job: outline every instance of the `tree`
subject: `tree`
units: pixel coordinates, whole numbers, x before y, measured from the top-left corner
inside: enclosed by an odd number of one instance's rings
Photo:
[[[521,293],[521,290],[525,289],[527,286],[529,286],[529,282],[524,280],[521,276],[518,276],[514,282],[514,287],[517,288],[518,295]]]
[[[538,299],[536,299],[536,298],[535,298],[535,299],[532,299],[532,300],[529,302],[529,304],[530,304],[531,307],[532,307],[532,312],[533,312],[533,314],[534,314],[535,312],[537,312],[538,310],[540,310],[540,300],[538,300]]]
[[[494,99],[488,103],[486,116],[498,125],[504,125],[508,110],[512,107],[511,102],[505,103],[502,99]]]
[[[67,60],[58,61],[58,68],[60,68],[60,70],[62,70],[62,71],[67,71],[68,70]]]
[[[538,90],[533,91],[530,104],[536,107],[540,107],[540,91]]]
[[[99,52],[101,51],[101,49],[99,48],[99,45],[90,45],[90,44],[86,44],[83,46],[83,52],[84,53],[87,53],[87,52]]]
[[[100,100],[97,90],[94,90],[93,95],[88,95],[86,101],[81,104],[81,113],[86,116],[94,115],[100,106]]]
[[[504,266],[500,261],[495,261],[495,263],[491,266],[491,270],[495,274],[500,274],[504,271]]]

=-=-=

Prompt
Looking at the entries above, copy out every line in which "tree" occurs.

Answer box
job: outline every instance of the `tree`
subject: `tree`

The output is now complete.